**Stated task:**
Write out the listing below from the line containing "If you could tag the fishing" to its last line, unaltered, ends included.

**Working data:**
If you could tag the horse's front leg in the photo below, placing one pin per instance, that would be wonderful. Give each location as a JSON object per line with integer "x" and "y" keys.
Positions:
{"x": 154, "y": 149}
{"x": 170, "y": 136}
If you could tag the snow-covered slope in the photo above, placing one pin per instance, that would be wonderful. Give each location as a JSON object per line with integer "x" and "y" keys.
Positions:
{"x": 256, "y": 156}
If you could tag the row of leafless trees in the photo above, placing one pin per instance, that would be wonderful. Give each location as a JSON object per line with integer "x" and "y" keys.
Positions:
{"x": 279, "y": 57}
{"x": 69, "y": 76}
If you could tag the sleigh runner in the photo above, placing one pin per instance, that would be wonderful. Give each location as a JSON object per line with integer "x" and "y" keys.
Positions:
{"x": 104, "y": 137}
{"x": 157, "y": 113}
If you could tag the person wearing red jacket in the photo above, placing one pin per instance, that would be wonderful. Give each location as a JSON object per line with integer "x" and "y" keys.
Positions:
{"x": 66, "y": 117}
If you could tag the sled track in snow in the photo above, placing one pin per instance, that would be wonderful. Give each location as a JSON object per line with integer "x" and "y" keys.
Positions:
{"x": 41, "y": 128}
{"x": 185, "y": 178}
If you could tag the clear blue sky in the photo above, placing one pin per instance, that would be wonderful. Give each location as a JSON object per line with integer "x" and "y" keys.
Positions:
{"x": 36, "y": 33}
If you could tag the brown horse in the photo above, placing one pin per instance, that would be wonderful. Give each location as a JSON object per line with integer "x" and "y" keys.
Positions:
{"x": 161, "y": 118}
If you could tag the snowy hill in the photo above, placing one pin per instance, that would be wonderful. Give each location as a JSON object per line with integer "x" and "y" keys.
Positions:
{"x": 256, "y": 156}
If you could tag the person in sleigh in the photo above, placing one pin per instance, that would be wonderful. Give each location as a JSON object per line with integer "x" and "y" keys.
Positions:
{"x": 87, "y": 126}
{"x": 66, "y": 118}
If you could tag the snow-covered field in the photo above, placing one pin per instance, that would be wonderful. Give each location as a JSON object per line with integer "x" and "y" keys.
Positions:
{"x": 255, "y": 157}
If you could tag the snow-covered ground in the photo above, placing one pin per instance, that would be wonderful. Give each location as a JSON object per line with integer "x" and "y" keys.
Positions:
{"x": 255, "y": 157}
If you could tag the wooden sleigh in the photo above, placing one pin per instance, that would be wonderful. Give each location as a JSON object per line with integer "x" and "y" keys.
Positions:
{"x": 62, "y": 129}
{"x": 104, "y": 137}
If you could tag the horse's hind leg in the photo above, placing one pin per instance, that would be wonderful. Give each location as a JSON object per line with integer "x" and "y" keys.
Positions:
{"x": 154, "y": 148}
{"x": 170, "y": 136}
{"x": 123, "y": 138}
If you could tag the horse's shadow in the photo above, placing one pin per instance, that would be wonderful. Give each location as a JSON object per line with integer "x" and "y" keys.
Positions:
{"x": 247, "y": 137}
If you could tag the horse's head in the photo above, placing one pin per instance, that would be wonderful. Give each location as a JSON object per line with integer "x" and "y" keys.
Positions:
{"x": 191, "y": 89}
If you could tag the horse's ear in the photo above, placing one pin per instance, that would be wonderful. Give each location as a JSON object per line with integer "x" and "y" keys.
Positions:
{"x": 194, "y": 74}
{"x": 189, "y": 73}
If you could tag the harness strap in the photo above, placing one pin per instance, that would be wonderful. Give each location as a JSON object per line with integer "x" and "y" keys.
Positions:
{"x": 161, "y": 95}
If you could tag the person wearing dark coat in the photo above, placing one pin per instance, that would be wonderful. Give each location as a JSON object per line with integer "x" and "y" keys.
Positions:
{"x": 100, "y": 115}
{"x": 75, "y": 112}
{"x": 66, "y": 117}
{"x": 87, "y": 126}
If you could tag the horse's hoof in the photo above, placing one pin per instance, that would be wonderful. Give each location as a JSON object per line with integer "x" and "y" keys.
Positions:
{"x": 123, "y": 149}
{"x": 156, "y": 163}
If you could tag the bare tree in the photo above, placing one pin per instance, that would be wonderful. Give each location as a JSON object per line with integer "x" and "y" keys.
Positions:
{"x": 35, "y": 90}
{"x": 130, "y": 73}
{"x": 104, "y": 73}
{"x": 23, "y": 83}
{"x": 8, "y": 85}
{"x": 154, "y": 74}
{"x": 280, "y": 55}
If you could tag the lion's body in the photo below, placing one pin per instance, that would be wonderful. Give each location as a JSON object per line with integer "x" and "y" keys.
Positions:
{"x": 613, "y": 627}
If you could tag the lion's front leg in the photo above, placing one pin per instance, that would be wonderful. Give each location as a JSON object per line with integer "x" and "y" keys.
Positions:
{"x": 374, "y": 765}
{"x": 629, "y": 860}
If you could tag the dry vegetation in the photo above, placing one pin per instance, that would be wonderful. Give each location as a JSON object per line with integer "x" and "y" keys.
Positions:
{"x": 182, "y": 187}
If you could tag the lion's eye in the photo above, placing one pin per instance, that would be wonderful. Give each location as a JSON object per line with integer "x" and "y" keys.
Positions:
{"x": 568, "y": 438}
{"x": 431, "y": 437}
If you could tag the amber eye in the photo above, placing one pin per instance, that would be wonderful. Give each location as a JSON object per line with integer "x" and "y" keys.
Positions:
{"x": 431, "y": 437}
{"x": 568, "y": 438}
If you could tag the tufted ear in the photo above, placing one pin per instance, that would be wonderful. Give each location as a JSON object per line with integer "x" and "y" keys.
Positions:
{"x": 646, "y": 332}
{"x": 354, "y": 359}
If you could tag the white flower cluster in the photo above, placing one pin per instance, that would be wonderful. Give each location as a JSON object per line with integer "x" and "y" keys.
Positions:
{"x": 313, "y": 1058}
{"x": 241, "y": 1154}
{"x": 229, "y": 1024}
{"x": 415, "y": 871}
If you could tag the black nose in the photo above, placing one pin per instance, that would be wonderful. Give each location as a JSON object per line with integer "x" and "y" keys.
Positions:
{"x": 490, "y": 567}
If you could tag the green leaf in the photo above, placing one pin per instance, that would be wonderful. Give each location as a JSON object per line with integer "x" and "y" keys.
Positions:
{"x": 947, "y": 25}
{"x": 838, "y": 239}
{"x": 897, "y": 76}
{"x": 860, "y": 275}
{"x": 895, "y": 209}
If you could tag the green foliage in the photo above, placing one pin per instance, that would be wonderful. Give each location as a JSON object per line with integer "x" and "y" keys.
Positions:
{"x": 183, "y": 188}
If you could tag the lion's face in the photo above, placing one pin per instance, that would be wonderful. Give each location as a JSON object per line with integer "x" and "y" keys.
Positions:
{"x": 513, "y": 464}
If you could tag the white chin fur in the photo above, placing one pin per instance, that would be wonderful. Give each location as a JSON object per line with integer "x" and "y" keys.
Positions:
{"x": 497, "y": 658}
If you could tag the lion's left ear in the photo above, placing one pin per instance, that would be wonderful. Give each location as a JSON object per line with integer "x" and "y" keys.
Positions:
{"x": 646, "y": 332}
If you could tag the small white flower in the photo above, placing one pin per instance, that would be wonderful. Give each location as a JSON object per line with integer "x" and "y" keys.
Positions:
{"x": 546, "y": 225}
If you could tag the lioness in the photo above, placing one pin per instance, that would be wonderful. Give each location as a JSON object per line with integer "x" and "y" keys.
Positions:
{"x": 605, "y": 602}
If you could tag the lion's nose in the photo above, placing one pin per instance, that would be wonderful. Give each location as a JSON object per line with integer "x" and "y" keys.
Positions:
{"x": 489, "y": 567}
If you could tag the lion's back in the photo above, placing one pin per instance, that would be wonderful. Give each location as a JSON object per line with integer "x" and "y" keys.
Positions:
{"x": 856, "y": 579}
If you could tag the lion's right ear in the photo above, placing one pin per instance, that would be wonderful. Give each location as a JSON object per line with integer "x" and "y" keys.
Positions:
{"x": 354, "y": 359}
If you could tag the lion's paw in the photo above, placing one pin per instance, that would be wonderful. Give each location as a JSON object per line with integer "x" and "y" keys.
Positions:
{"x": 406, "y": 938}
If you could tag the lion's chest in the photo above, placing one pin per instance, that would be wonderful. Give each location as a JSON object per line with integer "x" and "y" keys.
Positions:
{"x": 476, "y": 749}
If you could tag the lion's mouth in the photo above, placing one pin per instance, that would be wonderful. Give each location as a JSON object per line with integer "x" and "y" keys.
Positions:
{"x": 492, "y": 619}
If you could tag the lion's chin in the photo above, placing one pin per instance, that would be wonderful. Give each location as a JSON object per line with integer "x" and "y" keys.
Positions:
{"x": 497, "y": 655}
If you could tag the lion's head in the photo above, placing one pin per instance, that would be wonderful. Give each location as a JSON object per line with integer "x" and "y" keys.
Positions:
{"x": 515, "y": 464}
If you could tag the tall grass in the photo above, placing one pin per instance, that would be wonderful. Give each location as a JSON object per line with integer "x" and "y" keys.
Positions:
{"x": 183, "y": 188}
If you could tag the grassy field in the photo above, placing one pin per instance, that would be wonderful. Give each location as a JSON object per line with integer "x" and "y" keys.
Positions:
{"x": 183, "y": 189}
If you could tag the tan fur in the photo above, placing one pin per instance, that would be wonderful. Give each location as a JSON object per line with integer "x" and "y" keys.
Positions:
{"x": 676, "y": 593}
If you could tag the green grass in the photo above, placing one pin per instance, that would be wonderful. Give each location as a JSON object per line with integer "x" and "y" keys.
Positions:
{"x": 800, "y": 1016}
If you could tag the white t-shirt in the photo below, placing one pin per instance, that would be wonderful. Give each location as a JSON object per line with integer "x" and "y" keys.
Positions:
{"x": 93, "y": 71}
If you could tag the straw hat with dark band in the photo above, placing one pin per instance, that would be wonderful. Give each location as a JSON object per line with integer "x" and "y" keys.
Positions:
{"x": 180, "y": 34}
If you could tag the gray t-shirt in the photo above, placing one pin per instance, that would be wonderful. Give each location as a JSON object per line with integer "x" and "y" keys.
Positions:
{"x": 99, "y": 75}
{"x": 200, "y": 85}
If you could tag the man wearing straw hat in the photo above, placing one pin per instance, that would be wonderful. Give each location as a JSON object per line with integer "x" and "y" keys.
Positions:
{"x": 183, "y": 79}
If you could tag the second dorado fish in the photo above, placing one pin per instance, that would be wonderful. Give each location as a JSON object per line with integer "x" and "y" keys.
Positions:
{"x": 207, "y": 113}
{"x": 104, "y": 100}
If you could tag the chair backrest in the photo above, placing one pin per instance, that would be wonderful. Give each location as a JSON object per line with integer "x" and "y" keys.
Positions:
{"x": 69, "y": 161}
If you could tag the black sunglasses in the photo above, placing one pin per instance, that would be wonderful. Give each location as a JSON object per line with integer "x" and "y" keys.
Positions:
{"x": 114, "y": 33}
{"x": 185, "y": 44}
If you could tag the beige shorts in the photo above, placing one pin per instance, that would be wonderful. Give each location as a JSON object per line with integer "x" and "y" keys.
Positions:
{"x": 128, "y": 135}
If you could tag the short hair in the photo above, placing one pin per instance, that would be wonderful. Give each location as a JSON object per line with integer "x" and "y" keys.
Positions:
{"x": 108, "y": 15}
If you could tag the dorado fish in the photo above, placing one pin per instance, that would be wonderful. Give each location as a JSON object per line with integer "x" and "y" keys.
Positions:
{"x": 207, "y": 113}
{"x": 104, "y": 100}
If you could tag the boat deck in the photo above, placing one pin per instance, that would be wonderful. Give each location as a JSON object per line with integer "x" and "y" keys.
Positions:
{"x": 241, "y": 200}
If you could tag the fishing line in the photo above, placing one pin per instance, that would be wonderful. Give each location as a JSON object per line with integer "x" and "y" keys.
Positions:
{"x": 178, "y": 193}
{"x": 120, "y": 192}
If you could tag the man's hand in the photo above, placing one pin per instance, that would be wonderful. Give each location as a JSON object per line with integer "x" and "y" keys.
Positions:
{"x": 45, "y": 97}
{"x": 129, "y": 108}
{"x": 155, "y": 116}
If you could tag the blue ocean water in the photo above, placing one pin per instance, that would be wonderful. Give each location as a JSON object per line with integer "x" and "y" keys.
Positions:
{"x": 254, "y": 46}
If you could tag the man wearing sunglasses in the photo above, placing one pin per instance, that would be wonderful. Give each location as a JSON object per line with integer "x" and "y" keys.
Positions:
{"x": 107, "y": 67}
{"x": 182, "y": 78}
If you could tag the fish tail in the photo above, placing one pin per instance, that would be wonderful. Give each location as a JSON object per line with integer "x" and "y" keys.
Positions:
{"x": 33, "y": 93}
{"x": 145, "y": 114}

**Answer to this problem:**
If you could tag the fishing line in the photo above, placing one pin per instance, that would be wonderful. Give each location as a JSON object per line with integer "x" and "y" keys.
Positions:
{"x": 178, "y": 193}
{"x": 120, "y": 192}
If you could tag the man's hand in the photo above, placing one pin per instance, that would be wonderful. Give each location as a JSON object per line with integer "x" and "y" keys.
Positions:
{"x": 45, "y": 97}
{"x": 129, "y": 108}
{"x": 155, "y": 116}
If you could tag the blue ocean water in the photo above, placing one pin per instance, that would be wonderful. Give each location as a JSON object per line with integer "x" and "y" keys.
Positions:
{"x": 254, "y": 46}
If you could tag the man wearing sunglasses in the photo above, placing one pin per instance, that would be wonderful. Give each location as a JSON object per line with integer "x" and "y" keys.
Positions:
{"x": 107, "y": 67}
{"x": 182, "y": 78}
If you could tag the fish tail in the photo above, placing one pin per instance, that would be wonderful. Give each location as a JSON object per line with integer "x" and "y" keys.
Positions:
{"x": 33, "y": 93}
{"x": 145, "y": 114}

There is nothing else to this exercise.